GIVEN RECORDS:

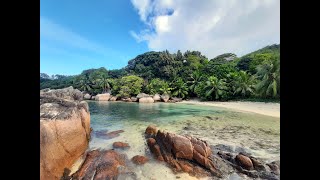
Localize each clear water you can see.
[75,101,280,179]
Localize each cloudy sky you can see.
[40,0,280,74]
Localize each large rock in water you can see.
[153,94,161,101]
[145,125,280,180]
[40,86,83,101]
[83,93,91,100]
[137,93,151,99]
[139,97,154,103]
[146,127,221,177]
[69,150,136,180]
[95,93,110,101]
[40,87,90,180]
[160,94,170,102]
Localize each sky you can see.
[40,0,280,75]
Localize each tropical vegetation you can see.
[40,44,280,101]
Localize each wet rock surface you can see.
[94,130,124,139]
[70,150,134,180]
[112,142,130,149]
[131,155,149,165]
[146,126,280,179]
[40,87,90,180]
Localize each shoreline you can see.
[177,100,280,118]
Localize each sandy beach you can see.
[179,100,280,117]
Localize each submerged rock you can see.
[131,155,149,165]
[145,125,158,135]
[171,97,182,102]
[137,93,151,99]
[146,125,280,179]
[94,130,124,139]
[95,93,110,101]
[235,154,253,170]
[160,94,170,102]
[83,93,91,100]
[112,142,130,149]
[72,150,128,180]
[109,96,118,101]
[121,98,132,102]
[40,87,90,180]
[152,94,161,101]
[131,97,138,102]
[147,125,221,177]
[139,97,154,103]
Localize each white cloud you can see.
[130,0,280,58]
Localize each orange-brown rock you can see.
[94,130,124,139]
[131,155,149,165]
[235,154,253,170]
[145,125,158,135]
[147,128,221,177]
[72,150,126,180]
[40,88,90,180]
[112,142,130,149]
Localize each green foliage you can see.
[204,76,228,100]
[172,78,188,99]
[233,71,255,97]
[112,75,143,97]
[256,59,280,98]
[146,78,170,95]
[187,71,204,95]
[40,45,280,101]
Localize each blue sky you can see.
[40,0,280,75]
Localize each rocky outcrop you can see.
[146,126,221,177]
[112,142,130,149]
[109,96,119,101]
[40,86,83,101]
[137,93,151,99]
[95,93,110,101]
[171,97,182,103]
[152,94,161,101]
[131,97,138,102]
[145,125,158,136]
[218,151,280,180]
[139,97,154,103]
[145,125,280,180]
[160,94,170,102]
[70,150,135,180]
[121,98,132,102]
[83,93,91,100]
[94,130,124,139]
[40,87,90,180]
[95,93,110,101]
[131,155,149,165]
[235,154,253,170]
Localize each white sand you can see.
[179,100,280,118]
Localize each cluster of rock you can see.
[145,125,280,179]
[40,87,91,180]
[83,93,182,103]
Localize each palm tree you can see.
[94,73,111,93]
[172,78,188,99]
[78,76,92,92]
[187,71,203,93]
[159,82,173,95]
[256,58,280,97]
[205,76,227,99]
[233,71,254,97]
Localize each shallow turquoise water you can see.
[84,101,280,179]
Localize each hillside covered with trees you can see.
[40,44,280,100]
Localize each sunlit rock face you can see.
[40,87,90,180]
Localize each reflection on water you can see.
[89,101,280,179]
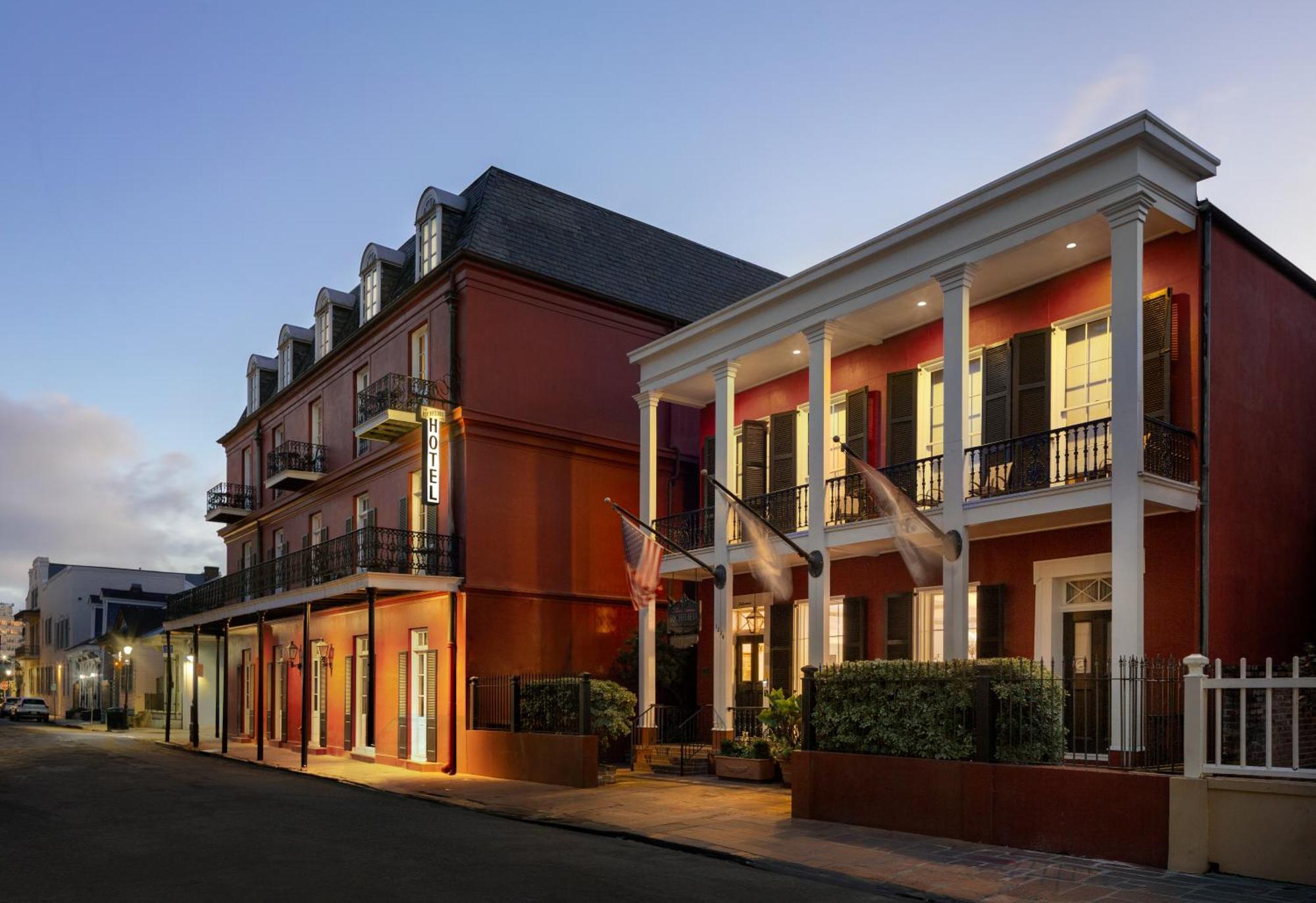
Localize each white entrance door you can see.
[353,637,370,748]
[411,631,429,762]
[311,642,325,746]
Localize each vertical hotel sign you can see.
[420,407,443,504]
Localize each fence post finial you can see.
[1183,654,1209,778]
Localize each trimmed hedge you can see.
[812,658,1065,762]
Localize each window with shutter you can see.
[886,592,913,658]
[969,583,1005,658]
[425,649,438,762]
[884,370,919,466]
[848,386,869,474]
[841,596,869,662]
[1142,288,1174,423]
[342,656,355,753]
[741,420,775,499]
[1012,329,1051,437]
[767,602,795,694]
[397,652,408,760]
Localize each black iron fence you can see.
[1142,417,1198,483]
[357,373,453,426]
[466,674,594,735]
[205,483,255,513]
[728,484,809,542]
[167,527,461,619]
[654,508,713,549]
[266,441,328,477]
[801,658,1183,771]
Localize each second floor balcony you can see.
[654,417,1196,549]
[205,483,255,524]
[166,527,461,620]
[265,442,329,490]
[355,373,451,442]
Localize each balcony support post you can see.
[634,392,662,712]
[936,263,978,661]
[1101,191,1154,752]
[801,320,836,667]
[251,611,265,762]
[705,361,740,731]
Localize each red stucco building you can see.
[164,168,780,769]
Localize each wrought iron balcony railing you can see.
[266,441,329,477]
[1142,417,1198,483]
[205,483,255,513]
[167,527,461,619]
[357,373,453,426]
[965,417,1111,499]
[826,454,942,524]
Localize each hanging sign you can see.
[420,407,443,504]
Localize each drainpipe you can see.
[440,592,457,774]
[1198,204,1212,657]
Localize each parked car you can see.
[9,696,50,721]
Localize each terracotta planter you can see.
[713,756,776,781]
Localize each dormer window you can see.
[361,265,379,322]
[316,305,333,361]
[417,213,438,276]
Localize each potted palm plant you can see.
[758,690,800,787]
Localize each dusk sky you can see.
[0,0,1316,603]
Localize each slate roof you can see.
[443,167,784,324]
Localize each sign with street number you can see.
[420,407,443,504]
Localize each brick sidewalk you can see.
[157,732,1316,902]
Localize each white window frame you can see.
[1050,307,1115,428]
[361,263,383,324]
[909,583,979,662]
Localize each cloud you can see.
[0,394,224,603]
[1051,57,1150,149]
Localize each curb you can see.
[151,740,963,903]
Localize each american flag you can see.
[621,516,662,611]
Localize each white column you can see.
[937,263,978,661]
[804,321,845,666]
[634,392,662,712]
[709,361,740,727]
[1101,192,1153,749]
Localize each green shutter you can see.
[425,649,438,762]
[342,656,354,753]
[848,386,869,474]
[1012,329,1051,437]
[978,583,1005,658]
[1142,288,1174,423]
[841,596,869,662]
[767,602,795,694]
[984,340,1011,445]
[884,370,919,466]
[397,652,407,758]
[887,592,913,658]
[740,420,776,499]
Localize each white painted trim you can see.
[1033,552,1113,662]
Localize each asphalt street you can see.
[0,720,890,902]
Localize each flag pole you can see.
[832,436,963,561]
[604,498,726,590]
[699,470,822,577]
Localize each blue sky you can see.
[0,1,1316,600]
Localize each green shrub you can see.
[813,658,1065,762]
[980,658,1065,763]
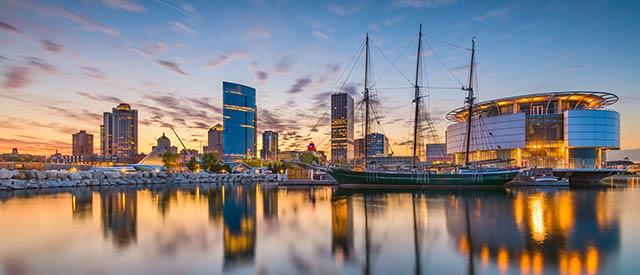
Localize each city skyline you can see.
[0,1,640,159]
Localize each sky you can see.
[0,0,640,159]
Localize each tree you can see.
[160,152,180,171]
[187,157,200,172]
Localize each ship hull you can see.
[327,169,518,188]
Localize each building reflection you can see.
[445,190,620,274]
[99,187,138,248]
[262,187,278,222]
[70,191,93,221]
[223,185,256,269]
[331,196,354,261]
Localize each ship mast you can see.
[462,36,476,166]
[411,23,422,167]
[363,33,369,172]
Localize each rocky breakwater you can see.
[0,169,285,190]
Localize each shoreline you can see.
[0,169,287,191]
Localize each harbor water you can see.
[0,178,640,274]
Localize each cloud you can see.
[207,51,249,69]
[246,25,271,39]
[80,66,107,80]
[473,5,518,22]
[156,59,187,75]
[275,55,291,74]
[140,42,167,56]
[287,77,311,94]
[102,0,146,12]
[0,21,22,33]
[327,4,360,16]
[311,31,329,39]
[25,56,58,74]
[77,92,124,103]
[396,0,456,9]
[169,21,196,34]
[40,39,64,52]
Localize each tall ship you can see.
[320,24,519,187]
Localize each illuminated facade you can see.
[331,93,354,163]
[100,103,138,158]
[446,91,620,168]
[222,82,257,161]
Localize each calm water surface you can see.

DIRECTIONS: Repeat all of the data above word for word, but leave out the pictures.

SOLUTION TO THE EXERCISE:
Localize each clear water you can see.
[75,101,280,179]
Localize each cloudy sky you can see.
[40,0,280,74]
Localize each large rock in water you can see.
[153,94,161,101]
[145,125,280,180]
[40,86,83,101]
[83,93,91,100]
[137,93,151,99]
[139,97,154,103]
[146,127,221,177]
[69,150,136,180]
[95,93,110,101]
[40,87,90,180]
[160,94,170,102]
Localize each sky you can see.
[40,0,280,75]
Localize each tropical vegetation you can see.
[40,44,280,101]
Localize each wet rock surface you can see.
[94,130,124,139]
[70,150,134,180]
[112,142,130,149]
[131,155,149,165]
[146,126,280,179]
[40,87,90,180]
Localize each shoreline you can see.
[177,100,280,118]
Localize each sandy beach you can see.
[179,100,280,117]
Localize each submerged rock you can see.
[131,155,149,165]
[145,125,158,135]
[171,97,182,102]
[137,93,151,99]
[146,125,280,179]
[94,130,124,139]
[95,93,110,101]
[235,154,253,170]
[160,94,170,102]
[83,93,91,100]
[112,142,130,149]
[72,150,128,180]
[109,96,118,101]
[121,98,132,102]
[40,87,90,180]
[152,94,161,101]
[131,97,138,102]
[147,125,221,177]
[139,97,154,103]
Localize each white cloud you can see.
[130,0,280,58]
Localize each orange-brown rock you can see.
[94,130,124,139]
[131,155,149,165]
[235,154,253,170]
[145,125,158,135]
[147,128,221,177]
[72,150,126,180]
[40,88,90,180]
[112,142,130,149]
Localize each green foliage you can see.
[204,76,228,100]
[172,78,188,99]
[233,71,255,97]
[112,75,143,97]
[256,59,280,98]
[146,78,170,95]
[187,71,204,95]
[40,45,280,101]
Localize each blue sky you can see.
[40,0,280,75]
Localize each rocky outcrop you can see.
[146,126,221,177]
[112,142,130,149]
[109,96,119,101]
[40,86,83,101]
[137,93,151,99]
[95,93,110,101]
[171,97,182,103]
[152,94,161,101]
[131,97,138,102]
[145,125,158,136]
[218,151,280,180]
[139,97,154,103]
[145,125,280,180]
[160,94,170,102]
[70,150,135,180]
[121,98,132,102]
[83,93,91,100]
[94,130,124,139]
[40,87,90,180]
[95,93,110,101]
[131,155,149,165]
[235,154,253,170]
Localize each white sand you can see.
[179,100,280,118]
Localize each cluster of rock you can see.
[145,125,280,179]
[40,87,91,180]
[83,93,182,103]
Localize each palm tree you can see.
[94,73,111,93]
[172,78,188,99]
[78,76,92,92]
[187,71,203,93]
[159,82,173,95]
[256,58,280,97]
[205,76,227,99]
[233,71,254,97]
Localize each shallow turquoise water you can see.
[84,101,280,179]
Localize each hillside covered with trees you can see.
[40,44,280,100]
Localize each sunlit rock face you can see.
[40,87,90,180]
Localize each reflection on water you can see.
[89,101,280,179]
Localize each white entrance door you can see.
[353,637,370,748]
[411,631,429,762]
[311,642,325,746]
Localize each vertical hotel sign you can see.
[420,407,443,504]
Localize each fence post finial you can see.
[1183,654,1209,778]
Localize each trimmed hedge you can see.
[812,658,1065,762]
Localize each window with shutter you can see.
[886,592,913,658]
[969,583,1005,658]
[425,649,438,762]
[884,370,919,466]
[848,386,869,474]
[841,596,869,662]
[1142,288,1174,423]
[342,656,355,753]
[741,420,775,499]
[1012,329,1051,437]
[767,602,795,694]
[397,652,408,760]
Localize each black iron fence you can see.
[1142,417,1198,483]
[357,373,453,426]
[466,674,594,735]
[205,483,255,513]
[728,484,809,542]
[167,527,461,619]
[654,508,713,549]
[266,441,328,477]
[801,658,1183,771]
Localize each second floor balcony you can see.
[654,417,1196,549]
[205,483,255,524]
[166,527,461,620]
[265,442,329,490]
[355,373,451,442]
Localize each balcony support post you can see.
[634,392,662,712]
[936,263,978,661]
[1101,191,1154,752]
[801,320,836,667]
[251,611,265,762]
[705,361,740,731]
Localize each red stucco building you can see.
[164,168,780,769]
Localize each wrought iron balcony railing you can see.
[266,441,329,477]
[1142,417,1198,483]
[205,483,255,513]
[167,527,461,619]
[357,373,453,426]
[965,417,1111,499]
[826,454,942,524]
Localize each hanging sign you can see.
[420,407,443,504]
Localize each drainpipe you can see.
[440,592,457,774]
[1198,204,1212,657]
Localize each parked car you can see.
[9,696,50,721]
Localize each terracotta planter you can see.
[713,756,776,781]
Localize each dormer window you can see.
[361,265,379,322]
[316,305,333,361]
[417,213,438,276]
Localize each potted palm plant you can see.
[758,690,800,787]
Localize each dusk sky you can see.
[0,0,1316,603]
Localize each slate roof you can see.
[443,167,784,324]
Localize each sign with street number you can see.
[420,407,443,504]
Localize each brick sidewalk you can see.
[157,732,1316,902]
Localize each white window frame you can see.
[1050,307,1115,428]
[361,263,383,324]
[909,583,979,662]
Localize each cloud you can see.
[0,394,224,603]
[1051,57,1150,149]
Localize each curb you can see.
[151,740,963,903]
Localize each american flag you can see.
[621,516,662,611]
Localize each white column you can see.
[937,263,978,661]
[804,321,845,666]
[634,392,662,712]
[709,361,740,727]
[1101,192,1153,749]
Localize each green shutter you can see.
[425,649,438,762]
[342,656,354,753]
[848,386,869,474]
[1012,329,1051,437]
[978,583,1005,658]
[1142,288,1174,423]
[841,596,869,662]
[767,602,795,694]
[984,340,1011,445]
[884,370,919,466]
[397,652,407,758]
[887,592,913,658]
[740,420,776,499]
Localize each white painted trim you can see.
[1033,552,1113,662]
Localize each asphalt street you can see.
[0,720,890,902]
Localize each flag pole you can see.
[832,436,963,561]
[604,498,726,590]
[699,470,822,577]
Localize each blue sky you can see.
[0,1,1316,600]
Localize each green shrub you can see.
[813,658,1065,762]
[980,658,1065,763]
Localize each city skyline you can see.
[0,1,640,159]
Localize each sky you can see.
[0,0,640,159]
Localize each tree you can see.
[160,152,180,171]
[187,157,200,172]
Localize each ship hull you can see.
[327,169,518,188]
Localize each building reflection you can see.
[445,190,620,274]
[99,187,138,248]
[262,187,278,222]
[70,191,93,221]
[223,185,256,269]
[331,196,354,261]
Localize each ship mast you can see.
[462,36,476,166]
[411,23,422,167]
[363,33,369,172]
Localize each rocky breakwater you can see.
[0,169,285,190]
Localize each shoreline you can see.
[0,169,287,191]
Localize each harbor water you can see.
[0,178,640,274]
Localize each cloud you can see.
[207,51,249,69]
[246,25,271,39]
[80,66,107,80]
[473,5,518,22]
[156,59,187,75]
[275,55,291,74]
[140,42,167,56]
[287,77,311,94]
[102,0,146,12]
[0,21,22,33]
[327,4,360,16]
[311,31,329,39]
[25,56,58,74]
[77,92,124,103]
[396,0,456,9]
[169,21,196,34]
[40,39,64,52]
Localize each tall ship you can see.
[320,24,519,187]
Localize each illuminated facade you can see.
[331,93,354,163]
[100,103,138,158]
[446,91,620,168]
[222,82,257,161]
Localize each calm water surface you can see.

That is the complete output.